名古屋近郊の刈谷市で唯一つの貴重な銭湯。

刈谷浴場

<DATA>
開店: 16:00
閉店: 22:00
定休日:
住所: 愛知県刈谷市新栄町6丁目6
電話: 0566-21-2637


調査日:2003/11/8(土)

感動のあまり手ブレしてしまった、、、それくらいの衝撃度だった。 これはメガトン級のすばらしさです。
向かいにある刈谷浴場の駐車場から撮影してみました。 駐車場もあるので遠方からもOKですね。

この刈谷浴場は、銭湯ファンなら必携の書といわれる「廿世紀銭湯写真集 SENTO」というこれまた
スゴい本にも取り上げられ、近代建築物として非常に価値があるものだ。
 探すのに苦労し遅くなってしまったために、非常に不利な条件下でノンストロボ手持ちの撮影だった。
補正によって若干黄味がかっていることをおゆるしあれ。 この神殿風の柱、刈谷浴場の文字も
モザイクタイルによるもの。 タイルワークの一つの頂点かもしれない。 上部の欄間の彫りが温泉マーク
 なのも泣かせる。

 それにしても刈谷駅周辺は一方通行がひどく、おまけにアピタ(ショッピングセンター)がやたら道を阻む。
 本当にイライラした。 そんなイライラもここで洗い流すことにしよう。 名古屋方面からの行きかたのコツは、
名四(23号)のバイパスを使い、刈谷ICで降り、51号線を刈谷方面へ。 アピタが見えたら、さらに進むと
レトロなカンジの商店街に。さらに進むとY字路で、左側は広い道路、右手に商店街がつづきやや細い道路。
右手に入り、しばらくいくと左手にある。 ここまでくれば目立つのですぐ分かるだろ。

入り口が暖簾じゃなくて、西部劇の酒場みたいにパタパタと開くようになっている。ガラスではなく
カーテン地のような布がはられているトビラだ。 これを押してはいるとウェーブのかかった衝立の
 向こうに独特のアールを描いた番台が現れる。

すべてが洋風というか、アールデコ風。 パステルグリーンを基調として色彩が統一されており
 このカラーリングがまた洋風レトロな味わいをかもしだしている。 こうした建物が現役で
保存されていること自体大変な価値であるということが私にも分かった。 番台のおばちゃんは
とても気さくで、本当にあたたかな方だ。 建物だけならおそらく寒い感触なのだろうが、
人も含めて銭湯は完成するのだ。 刈谷界隈には最盛期には7件あったのだが、現在ではここ
1件のみで、あとはスーパー銭湯だけだ。 お客さんの声に励まされて頑張ろうとおもって
やってこれたと言っていた。 私も応援したい。 明るい時間にどこかの大学の生徒さんらが
やってきて写真を撮ったり、ご主人の昔からの話をうかがったりして勉強していったそうだ。
 ここの湯は水が良いと評判らしく付近の方が水を汲みにくることもあるそうだ。となりにマンションを
建てられたときもそこの方がその水の出におどろいたそうだ。水脈でもあるのかもしれない。
- - -
### 練習課題
A: 刈谷浴場の記事の<DATA>欄にある項目名を、すべて書き出してください。
B: エントリの中から、「coffee」という語を含む行をすべて集めてください。
刈谷浴場の記事とエントリは、それぞれ別の出典から取られています。

[ポインティング記録]
- - -
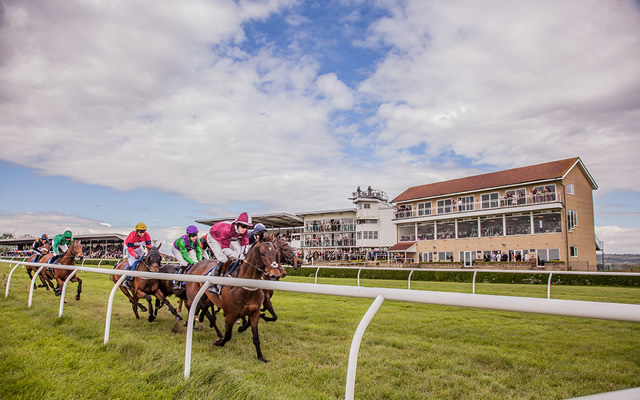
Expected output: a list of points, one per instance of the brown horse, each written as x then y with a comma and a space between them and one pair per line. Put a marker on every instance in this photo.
145, 288
31, 269
288, 256
237, 302
59, 274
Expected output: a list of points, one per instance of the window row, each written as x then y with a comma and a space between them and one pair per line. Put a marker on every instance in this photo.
505, 225
509, 198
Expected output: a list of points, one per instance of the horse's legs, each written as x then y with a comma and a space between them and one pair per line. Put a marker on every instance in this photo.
75, 278
255, 318
268, 306
229, 320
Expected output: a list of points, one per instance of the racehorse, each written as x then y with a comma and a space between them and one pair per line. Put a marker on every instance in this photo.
144, 287
288, 256
59, 274
237, 302
33, 269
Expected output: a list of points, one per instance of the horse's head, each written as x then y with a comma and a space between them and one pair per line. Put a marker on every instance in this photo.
264, 256
75, 250
287, 255
154, 259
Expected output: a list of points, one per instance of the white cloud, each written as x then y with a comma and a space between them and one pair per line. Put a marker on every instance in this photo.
619, 240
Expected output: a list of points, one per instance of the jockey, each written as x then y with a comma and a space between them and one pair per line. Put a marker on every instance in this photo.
61, 243
228, 240
187, 250
137, 244
39, 246
206, 250
257, 234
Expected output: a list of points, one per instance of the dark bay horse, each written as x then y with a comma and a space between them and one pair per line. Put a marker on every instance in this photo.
59, 274
145, 288
237, 302
33, 269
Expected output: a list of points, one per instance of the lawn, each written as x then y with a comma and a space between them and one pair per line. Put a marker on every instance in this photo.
410, 351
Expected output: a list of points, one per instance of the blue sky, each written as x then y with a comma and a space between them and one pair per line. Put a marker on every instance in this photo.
116, 113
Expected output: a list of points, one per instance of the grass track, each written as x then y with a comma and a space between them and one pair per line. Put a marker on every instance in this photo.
410, 351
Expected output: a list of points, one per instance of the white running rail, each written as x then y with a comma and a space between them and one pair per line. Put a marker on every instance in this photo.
573, 308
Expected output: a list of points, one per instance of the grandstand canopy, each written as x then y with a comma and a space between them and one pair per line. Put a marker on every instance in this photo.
276, 220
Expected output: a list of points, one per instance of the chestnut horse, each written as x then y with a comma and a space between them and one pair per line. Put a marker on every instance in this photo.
59, 274
237, 302
288, 256
33, 269
143, 287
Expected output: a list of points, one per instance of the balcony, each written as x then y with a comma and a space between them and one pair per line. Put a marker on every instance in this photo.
465, 208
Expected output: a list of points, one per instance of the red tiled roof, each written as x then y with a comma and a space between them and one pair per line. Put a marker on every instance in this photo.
550, 170
401, 246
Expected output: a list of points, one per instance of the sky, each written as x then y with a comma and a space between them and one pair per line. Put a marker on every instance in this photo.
119, 111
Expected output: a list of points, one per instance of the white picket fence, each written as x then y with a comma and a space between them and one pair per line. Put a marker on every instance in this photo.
587, 309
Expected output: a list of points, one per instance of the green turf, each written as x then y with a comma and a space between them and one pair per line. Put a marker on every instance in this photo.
410, 351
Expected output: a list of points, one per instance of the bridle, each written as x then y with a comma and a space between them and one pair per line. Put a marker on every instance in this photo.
257, 245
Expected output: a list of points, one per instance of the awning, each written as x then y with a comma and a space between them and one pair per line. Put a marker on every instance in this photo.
276, 220
409, 247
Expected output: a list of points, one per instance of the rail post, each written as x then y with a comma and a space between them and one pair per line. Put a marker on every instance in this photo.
6, 291
474, 282
192, 314
107, 326
355, 346
33, 282
64, 290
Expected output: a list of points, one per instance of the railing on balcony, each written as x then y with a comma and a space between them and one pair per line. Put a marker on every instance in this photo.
479, 205
329, 227
330, 243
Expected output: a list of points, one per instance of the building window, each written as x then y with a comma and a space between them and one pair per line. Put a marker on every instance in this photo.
544, 193
444, 206
446, 229
425, 231
572, 219
548, 222
466, 203
407, 233
424, 208
467, 228
515, 197
491, 226
445, 256
518, 224
490, 200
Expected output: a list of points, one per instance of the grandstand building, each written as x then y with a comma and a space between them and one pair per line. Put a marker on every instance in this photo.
542, 211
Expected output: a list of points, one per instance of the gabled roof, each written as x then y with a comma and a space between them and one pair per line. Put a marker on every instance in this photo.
522, 175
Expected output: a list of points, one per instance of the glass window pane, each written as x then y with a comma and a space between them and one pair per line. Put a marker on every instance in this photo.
547, 223
467, 229
425, 231
491, 227
518, 225
446, 229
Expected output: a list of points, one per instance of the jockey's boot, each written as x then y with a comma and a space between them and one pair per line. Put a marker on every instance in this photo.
177, 285
216, 288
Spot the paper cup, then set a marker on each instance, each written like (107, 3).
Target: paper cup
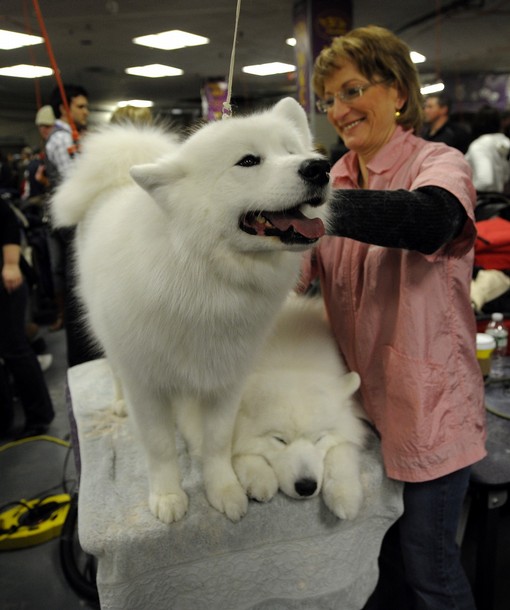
(485, 345)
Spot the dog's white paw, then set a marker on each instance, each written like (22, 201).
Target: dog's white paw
(168, 507)
(119, 407)
(228, 499)
(257, 477)
(343, 500)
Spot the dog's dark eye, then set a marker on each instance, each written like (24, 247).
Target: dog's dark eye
(280, 440)
(249, 161)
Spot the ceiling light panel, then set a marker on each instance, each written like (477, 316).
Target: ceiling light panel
(154, 71)
(26, 71)
(14, 40)
(173, 39)
(274, 67)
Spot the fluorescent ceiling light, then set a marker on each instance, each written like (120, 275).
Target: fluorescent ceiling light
(173, 39)
(26, 71)
(417, 58)
(136, 104)
(274, 67)
(435, 88)
(154, 71)
(13, 40)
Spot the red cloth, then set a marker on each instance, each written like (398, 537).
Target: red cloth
(492, 247)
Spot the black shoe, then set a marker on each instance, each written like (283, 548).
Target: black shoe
(32, 430)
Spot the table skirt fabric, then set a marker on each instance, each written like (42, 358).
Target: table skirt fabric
(286, 554)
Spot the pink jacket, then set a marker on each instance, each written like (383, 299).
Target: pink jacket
(403, 320)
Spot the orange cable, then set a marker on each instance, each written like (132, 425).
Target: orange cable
(56, 70)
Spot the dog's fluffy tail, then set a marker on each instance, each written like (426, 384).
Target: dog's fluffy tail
(103, 164)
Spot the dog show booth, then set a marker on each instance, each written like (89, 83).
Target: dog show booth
(286, 554)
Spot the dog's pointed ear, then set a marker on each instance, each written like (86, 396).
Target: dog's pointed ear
(291, 110)
(351, 382)
(150, 176)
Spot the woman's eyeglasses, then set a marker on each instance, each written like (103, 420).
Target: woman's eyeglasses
(346, 95)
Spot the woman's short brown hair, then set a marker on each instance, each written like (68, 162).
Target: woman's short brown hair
(379, 55)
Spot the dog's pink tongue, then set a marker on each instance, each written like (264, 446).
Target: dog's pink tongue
(312, 228)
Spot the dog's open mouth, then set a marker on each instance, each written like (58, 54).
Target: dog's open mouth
(290, 226)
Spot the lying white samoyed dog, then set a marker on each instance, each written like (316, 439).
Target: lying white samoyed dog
(185, 253)
(299, 428)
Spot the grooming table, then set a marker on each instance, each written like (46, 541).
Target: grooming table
(490, 485)
(286, 554)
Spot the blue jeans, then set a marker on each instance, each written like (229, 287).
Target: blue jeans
(420, 567)
(20, 359)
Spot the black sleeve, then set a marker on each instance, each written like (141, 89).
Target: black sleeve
(9, 228)
(422, 220)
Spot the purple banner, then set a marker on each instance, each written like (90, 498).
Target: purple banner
(316, 23)
(214, 93)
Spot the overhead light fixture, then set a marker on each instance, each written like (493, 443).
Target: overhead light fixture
(154, 71)
(173, 39)
(26, 71)
(417, 58)
(14, 40)
(435, 88)
(274, 67)
(135, 103)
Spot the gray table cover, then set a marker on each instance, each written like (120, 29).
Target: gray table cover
(286, 554)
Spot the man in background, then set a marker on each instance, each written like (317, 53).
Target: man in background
(440, 128)
(62, 147)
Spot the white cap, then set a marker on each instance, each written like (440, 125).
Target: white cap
(45, 116)
(485, 341)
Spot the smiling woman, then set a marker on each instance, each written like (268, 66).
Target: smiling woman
(395, 279)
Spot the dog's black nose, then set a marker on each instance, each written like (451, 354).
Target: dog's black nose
(305, 487)
(315, 171)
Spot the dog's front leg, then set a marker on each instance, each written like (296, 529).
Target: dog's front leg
(256, 476)
(222, 488)
(155, 426)
(341, 488)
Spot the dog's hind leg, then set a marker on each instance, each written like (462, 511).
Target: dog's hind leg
(222, 487)
(155, 426)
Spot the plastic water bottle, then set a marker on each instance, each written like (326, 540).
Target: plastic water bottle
(497, 329)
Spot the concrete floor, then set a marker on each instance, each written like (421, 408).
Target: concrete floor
(33, 578)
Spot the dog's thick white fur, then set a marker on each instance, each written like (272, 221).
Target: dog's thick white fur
(299, 428)
(184, 260)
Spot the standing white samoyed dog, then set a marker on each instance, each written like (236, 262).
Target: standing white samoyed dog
(299, 428)
(185, 253)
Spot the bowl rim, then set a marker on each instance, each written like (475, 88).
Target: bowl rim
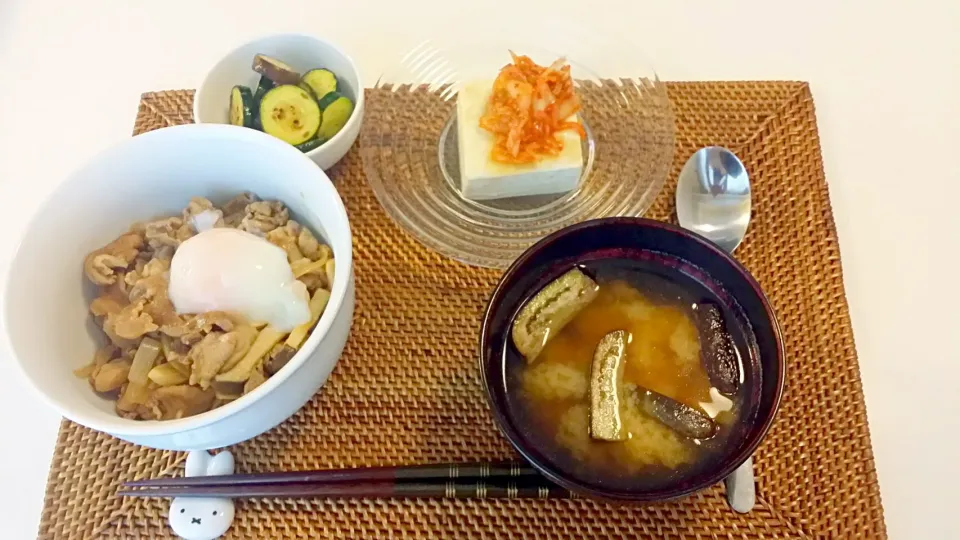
(360, 91)
(557, 474)
(123, 427)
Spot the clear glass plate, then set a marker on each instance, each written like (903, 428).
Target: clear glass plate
(410, 154)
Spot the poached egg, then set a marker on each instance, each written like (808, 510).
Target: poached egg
(225, 269)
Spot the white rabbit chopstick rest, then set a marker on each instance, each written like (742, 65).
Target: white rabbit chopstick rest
(203, 518)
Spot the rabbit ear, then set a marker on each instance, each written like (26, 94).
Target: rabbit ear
(221, 463)
(197, 463)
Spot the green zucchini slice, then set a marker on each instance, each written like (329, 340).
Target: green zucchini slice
(335, 116)
(310, 145)
(289, 113)
(275, 70)
(326, 100)
(264, 86)
(321, 81)
(241, 106)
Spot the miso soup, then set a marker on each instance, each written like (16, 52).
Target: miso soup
(630, 371)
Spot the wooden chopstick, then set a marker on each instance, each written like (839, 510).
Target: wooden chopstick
(455, 489)
(506, 469)
(451, 480)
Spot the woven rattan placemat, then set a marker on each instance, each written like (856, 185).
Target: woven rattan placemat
(407, 389)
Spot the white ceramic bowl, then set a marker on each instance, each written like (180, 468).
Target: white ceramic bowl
(48, 330)
(303, 53)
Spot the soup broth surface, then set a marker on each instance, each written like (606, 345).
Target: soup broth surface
(550, 395)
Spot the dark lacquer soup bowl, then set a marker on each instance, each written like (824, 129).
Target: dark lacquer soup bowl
(679, 256)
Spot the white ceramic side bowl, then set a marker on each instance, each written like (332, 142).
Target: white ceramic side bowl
(303, 53)
(49, 331)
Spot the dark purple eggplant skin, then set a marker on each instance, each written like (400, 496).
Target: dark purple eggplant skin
(677, 416)
(718, 354)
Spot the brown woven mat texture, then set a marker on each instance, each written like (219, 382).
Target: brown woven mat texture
(407, 389)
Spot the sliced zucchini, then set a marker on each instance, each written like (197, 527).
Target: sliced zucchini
(335, 116)
(241, 106)
(321, 81)
(264, 86)
(289, 113)
(328, 99)
(311, 144)
(275, 70)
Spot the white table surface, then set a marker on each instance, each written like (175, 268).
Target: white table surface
(71, 74)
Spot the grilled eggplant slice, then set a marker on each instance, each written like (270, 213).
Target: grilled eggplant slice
(544, 315)
(677, 416)
(718, 354)
(275, 70)
(606, 377)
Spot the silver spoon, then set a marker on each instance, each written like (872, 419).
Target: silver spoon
(713, 199)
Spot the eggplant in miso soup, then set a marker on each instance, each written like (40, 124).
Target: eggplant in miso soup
(631, 373)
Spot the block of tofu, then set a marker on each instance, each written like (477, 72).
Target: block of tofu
(483, 179)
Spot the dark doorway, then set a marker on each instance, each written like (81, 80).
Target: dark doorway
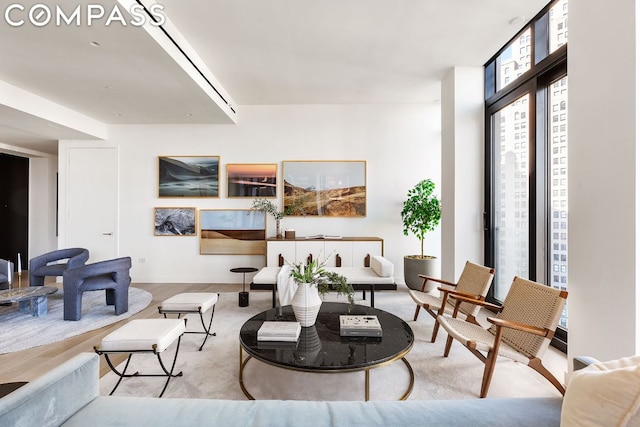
(14, 208)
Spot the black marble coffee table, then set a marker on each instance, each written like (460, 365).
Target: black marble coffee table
(321, 349)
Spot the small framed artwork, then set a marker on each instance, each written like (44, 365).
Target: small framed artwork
(175, 221)
(326, 188)
(232, 232)
(252, 180)
(188, 176)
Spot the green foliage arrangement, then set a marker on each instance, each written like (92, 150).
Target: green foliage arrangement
(421, 211)
(315, 272)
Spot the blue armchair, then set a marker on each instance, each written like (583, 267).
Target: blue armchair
(40, 266)
(111, 276)
(4, 279)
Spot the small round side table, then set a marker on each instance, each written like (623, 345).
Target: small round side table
(243, 297)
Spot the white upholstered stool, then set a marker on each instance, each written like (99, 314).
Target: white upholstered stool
(192, 302)
(140, 336)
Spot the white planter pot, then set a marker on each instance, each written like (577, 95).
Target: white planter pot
(306, 304)
(414, 266)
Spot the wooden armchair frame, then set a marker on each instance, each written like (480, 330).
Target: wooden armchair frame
(439, 305)
(499, 325)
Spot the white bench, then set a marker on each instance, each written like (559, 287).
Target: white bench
(192, 302)
(379, 276)
(140, 336)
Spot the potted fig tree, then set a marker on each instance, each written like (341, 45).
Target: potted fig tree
(421, 213)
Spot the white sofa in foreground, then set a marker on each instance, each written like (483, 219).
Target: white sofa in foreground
(378, 276)
(69, 396)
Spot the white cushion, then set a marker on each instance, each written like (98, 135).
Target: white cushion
(382, 266)
(602, 394)
(266, 276)
(286, 285)
(190, 302)
(142, 334)
(361, 275)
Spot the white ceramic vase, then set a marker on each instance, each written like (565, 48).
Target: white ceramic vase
(306, 304)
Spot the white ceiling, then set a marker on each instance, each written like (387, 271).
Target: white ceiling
(254, 52)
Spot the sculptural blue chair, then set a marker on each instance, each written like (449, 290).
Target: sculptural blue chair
(4, 279)
(112, 276)
(48, 264)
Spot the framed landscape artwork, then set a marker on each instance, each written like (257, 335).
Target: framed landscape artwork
(188, 176)
(252, 180)
(175, 221)
(326, 188)
(232, 232)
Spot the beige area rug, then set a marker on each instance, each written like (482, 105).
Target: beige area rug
(213, 373)
(21, 331)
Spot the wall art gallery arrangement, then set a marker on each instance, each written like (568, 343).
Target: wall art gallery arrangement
(232, 232)
(326, 188)
(175, 221)
(188, 176)
(252, 180)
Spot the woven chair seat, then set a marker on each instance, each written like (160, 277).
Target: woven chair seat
(431, 301)
(525, 324)
(474, 282)
(479, 338)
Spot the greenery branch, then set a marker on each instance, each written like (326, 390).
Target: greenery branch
(315, 272)
(268, 206)
(421, 211)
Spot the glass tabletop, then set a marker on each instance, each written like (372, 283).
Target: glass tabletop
(320, 348)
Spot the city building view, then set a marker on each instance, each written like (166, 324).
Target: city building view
(512, 128)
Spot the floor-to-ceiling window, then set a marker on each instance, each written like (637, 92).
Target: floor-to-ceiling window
(526, 156)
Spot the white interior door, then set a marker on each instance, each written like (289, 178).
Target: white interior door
(92, 190)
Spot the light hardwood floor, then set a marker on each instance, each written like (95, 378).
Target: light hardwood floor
(29, 364)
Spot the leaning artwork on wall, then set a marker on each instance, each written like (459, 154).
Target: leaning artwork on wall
(232, 232)
(175, 221)
(188, 176)
(252, 180)
(327, 188)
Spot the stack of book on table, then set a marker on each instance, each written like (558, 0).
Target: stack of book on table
(366, 325)
(279, 331)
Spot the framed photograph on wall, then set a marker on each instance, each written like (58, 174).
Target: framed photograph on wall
(175, 221)
(188, 176)
(252, 180)
(232, 232)
(326, 188)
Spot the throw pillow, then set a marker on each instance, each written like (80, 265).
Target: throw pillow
(605, 393)
(382, 266)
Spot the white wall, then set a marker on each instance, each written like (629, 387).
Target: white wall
(603, 180)
(401, 144)
(462, 169)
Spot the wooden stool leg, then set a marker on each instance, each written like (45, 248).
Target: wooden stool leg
(173, 365)
(207, 330)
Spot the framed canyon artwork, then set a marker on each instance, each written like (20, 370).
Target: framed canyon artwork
(326, 188)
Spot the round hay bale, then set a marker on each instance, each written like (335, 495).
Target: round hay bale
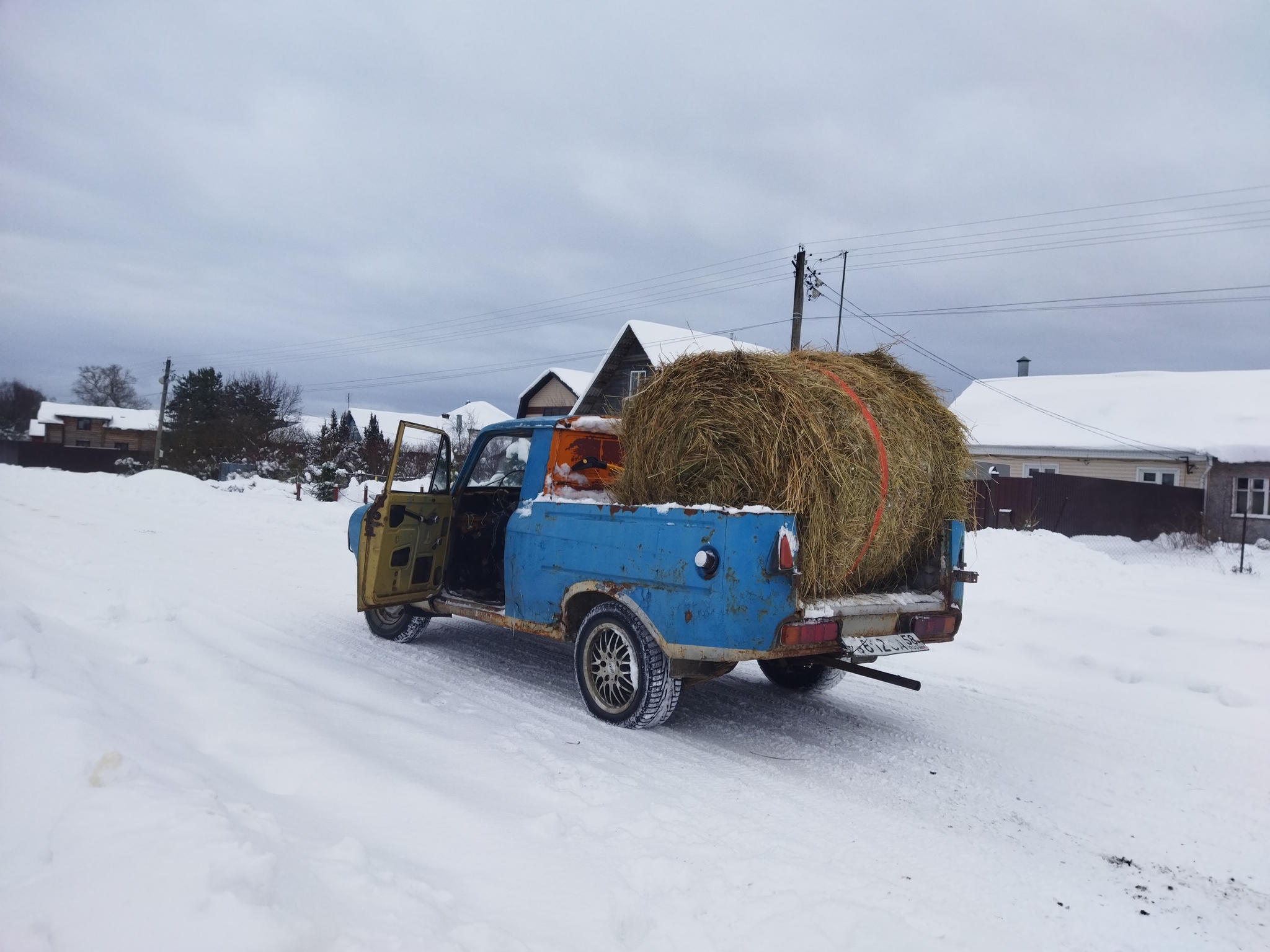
(781, 431)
- - -
### 課題別解答
A: 開店、閉店、定休日、住所、電話

B:
Spot the black marble coffee table, then set a marker on each instance, each written like (460, 365).
Target: black marble coffee table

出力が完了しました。